(Extracted data entries)
----------

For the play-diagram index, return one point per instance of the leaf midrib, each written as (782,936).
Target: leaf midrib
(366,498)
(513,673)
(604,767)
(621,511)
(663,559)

----------

**What is expected**
Copy the records above back out, line for line, without changing anything.

**Solution to the problem**
For the play-diagram index, return one point per instance of the leaf midrib, each written as (782,936).
Target: leaf midrib
(366,498)
(513,673)
(604,767)
(621,511)
(663,559)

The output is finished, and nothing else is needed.